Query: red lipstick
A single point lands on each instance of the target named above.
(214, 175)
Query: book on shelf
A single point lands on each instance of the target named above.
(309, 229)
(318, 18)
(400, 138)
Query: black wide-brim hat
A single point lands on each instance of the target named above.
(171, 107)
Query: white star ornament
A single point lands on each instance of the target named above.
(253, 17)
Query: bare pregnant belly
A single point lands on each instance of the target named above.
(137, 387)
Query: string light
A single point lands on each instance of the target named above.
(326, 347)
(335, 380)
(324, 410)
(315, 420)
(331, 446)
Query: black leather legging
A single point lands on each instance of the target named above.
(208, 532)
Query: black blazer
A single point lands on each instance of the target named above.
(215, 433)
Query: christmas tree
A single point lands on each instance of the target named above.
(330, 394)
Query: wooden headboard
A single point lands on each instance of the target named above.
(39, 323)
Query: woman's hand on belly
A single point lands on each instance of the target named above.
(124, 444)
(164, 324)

Task directions ::
Wherever a line in the records contains the word "black", copy that line.

Result for this exercise ::
Query: black wide-brim hat
Query: black leather legging
Query: black blazer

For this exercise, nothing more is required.